STATED EXERCISE.
Show each line in the listing below that contains the word "river". Case matters, so match capitalization precisely.

EXTRACTED ENTRIES.
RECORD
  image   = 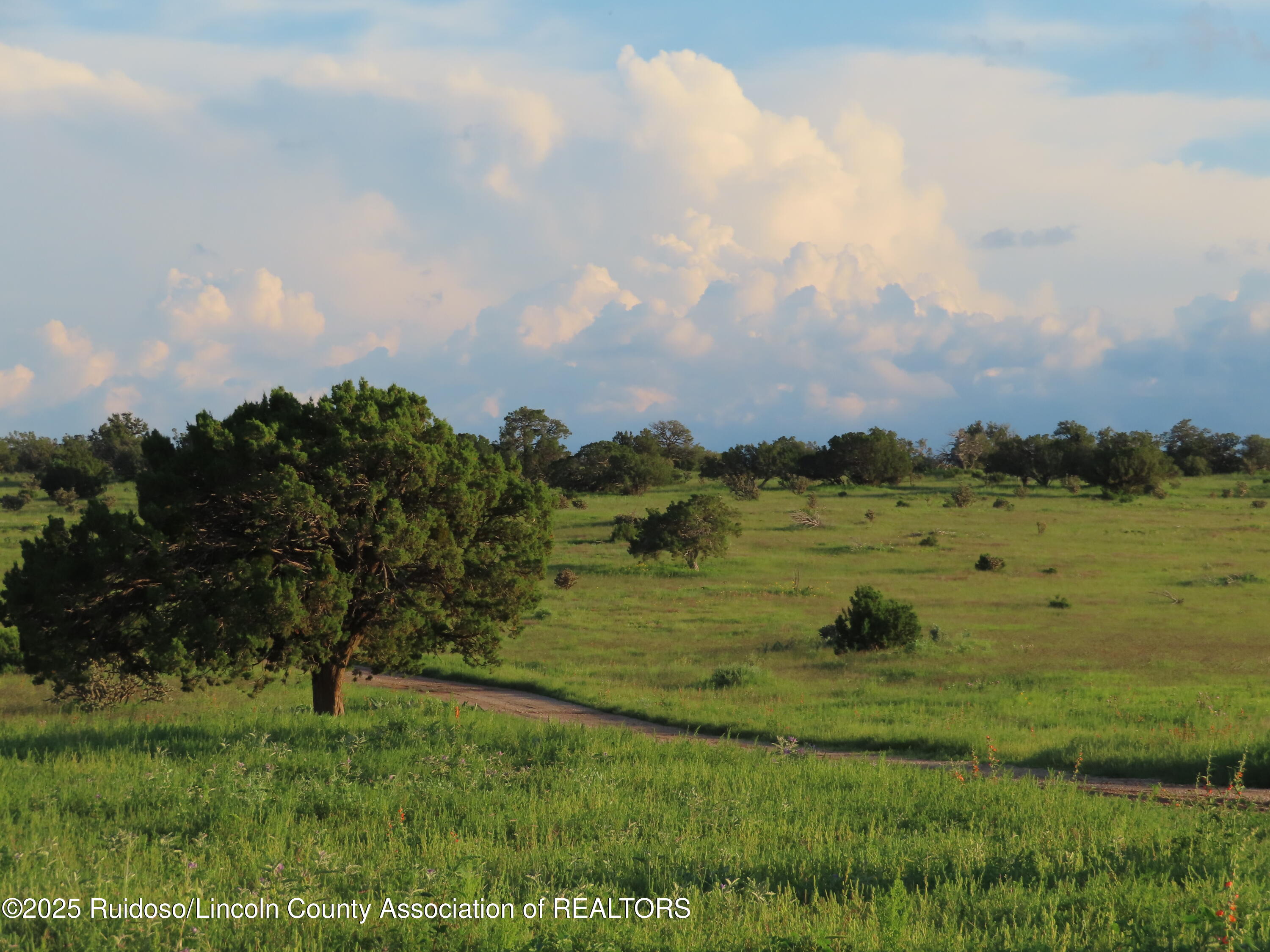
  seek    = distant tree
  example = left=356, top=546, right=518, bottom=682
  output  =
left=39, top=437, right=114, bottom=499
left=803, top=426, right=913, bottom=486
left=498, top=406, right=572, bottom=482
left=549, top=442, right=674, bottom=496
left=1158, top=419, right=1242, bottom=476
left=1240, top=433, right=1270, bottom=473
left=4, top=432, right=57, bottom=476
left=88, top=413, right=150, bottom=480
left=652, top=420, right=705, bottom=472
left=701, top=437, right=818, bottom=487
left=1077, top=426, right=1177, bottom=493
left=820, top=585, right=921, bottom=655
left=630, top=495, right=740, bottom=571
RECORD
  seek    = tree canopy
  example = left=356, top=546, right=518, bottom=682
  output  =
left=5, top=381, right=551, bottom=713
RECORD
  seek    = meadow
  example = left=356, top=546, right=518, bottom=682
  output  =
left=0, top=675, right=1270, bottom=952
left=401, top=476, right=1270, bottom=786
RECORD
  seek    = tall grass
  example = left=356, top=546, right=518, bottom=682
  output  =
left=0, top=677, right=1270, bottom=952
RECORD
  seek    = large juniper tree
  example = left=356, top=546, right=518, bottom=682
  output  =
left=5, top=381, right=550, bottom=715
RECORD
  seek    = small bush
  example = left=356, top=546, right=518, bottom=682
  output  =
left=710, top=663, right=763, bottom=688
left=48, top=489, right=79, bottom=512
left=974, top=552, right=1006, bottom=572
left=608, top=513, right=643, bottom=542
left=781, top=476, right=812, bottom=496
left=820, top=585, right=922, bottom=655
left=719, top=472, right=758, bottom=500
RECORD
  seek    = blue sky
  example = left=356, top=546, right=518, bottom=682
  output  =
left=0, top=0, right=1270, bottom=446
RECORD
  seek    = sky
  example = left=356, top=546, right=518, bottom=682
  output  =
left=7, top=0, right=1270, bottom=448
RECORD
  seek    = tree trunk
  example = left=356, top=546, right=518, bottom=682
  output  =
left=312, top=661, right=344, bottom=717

...

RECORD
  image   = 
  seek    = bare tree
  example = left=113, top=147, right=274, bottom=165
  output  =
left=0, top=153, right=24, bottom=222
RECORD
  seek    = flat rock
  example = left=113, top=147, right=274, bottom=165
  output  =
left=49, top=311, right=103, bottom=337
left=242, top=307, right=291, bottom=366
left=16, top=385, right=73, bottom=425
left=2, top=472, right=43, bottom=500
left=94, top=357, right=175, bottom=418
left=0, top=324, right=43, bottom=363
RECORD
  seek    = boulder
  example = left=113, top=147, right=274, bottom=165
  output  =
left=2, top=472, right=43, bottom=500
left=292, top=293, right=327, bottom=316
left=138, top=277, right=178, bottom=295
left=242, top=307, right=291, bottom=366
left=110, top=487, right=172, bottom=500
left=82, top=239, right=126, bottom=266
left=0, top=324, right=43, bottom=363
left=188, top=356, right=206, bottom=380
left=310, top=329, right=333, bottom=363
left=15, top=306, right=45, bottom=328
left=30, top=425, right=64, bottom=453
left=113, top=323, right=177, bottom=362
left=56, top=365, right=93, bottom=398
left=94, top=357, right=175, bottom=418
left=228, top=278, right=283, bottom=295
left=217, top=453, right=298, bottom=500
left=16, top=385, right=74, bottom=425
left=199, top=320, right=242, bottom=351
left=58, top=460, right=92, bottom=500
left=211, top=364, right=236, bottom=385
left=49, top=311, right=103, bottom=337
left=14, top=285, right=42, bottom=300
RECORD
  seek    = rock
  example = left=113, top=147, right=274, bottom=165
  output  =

---

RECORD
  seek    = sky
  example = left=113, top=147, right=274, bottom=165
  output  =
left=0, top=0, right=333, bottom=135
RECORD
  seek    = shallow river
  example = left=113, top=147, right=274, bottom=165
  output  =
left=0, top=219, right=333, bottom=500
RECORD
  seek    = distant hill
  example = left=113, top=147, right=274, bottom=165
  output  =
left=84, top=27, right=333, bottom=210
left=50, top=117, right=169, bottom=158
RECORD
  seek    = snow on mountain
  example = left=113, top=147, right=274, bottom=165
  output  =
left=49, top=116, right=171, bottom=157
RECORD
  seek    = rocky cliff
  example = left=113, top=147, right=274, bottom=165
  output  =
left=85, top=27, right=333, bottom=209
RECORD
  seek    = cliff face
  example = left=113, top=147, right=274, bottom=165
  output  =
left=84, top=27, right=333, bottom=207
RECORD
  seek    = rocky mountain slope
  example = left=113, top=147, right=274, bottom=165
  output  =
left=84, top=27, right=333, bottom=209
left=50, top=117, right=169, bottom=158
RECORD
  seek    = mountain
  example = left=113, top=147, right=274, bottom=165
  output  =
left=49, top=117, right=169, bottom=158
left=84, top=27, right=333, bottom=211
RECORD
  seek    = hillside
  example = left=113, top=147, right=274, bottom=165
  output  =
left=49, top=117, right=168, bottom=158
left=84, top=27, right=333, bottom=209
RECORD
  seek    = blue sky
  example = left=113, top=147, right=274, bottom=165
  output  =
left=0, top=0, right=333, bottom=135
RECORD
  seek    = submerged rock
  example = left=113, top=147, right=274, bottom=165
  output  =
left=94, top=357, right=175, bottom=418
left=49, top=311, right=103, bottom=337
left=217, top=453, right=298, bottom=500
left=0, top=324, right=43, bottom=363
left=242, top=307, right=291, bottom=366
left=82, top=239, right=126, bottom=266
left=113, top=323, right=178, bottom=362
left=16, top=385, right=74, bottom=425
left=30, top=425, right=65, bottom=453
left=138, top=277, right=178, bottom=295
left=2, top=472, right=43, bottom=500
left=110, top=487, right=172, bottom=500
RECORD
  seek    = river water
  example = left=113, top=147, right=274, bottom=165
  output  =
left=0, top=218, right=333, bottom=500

OUTPUT FOR THIS EXERCISE.
  seek    = shallow river
  seek    = river water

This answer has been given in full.